■ What needs to be done: Please return all of the material exactly, with no line missing.
(Data to process Opens)
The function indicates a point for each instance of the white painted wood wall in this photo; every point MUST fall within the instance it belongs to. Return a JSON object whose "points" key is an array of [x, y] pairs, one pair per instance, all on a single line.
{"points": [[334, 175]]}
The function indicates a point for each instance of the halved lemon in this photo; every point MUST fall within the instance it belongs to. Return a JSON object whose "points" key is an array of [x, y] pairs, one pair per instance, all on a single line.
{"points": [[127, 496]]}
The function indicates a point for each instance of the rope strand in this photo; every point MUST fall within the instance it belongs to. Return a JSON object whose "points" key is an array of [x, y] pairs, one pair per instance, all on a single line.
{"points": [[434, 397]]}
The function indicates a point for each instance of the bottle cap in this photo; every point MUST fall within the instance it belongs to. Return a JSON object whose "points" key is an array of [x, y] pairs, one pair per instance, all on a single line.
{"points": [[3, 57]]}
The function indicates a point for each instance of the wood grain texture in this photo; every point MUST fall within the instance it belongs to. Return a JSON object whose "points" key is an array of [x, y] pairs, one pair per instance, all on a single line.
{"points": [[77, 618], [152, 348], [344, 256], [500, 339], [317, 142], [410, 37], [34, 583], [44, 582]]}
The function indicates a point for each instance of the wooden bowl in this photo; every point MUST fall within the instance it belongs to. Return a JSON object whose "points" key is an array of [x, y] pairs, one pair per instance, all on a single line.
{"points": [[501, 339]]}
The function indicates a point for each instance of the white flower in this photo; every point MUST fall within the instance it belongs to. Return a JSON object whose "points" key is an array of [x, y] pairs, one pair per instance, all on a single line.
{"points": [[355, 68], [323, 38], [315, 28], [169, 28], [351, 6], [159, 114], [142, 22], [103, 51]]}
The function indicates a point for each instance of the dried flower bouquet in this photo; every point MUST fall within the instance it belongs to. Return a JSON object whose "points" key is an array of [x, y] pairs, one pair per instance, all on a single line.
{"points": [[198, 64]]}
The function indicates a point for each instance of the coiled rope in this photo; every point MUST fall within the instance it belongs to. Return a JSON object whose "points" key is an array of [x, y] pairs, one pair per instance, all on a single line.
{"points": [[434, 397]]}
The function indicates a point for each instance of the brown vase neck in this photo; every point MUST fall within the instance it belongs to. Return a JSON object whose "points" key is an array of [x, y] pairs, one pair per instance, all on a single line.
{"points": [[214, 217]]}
(Data to process Closes)
■ Solution to the problem:
The function indicates a point for each instance of the white painted wood wall in this photo; every point MUST fall within the instance it belongs to. Return a JSON object whose "points" key is an array of [x, y] pairs, one pair per instance, all on a single line.
{"points": [[334, 175]]}
The function indicates a point for each instance of the halved lemon in this photo; every point MUST fall within the instance it belongs to. Return a JSON object whose "points" key is an array of [x, y] pairs, one pair per instance, all on a single line.
{"points": [[127, 496]]}
The function indicates a point for each instance of the rope strand in this photo; every point MUST fall within the instance it belongs to. Return a JSON object whose "points" key is an array of [x, y] pairs, one pair per instance, all on a single line.
{"points": [[434, 397]]}
The function indicates a point for each instance of the bottle cap in this photo; every point MUST fall within the instance it belongs to. Return a JSON object whose "points" key is an array of [x, y] pairs, one pair per instance, all on a single line.
{"points": [[3, 57]]}
The function indicates a point for each instance of the wood grain texture in this photo; every point MUST fall within the instance it belongs to. Return a JSON object whose "points" key is an array of [x, y] pairs, one pair per instance, all on a single line.
{"points": [[77, 618], [152, 348], [344, 256], [500, 339], [317, 142], [410, 37], [34, 583], [44, 582]]}
The function indicates a point for each instance of the wooden bowl in this photo; every point MUST fall within the instance it belongs to. Return a JSON object whose "points" key is an array of [x, y] pairs, one pair per instance, all on a single line.
{"points": [[501, 339]]}
The function indicates a point for each instance of the white flower in this photo; every point MUST fall within the instance it belongs to. Return a JSON object whose "points" key is an array of [x, y] pairs, one pair per instance, all on a single line.
{"points": [[355, 68], [323, 38], [315, 28], [169, 28], [351, 6], [159, 114], [142, 22], [103, 51]]}
The function indicates a point for each instance of the dried flower bouquet in this photo; every point MUST fall within the instance it belongs to. Return a JSON object whose "points" key is an array of [x, y] pairs, one pair per instance, all on a single line.
{"points": [[198, 64]]}
The function indicates a point for each instance of the coiled rope in this photo; every point MUST fall within the instance it belongs to. Return a JSON object whose "points" key is an array of [x, y] pairs, one pair per instance, all on a single line.
{"points": [[434, 397]]}
The function indicates a point for each instance of the brown vase neck in this photo; every point MUST fall within the instance it belongs to. Return a JSON object whose "points" key is an array of [x, y] pairs, one pair per instance, all on a single line.
{"points": [[214, 217]]}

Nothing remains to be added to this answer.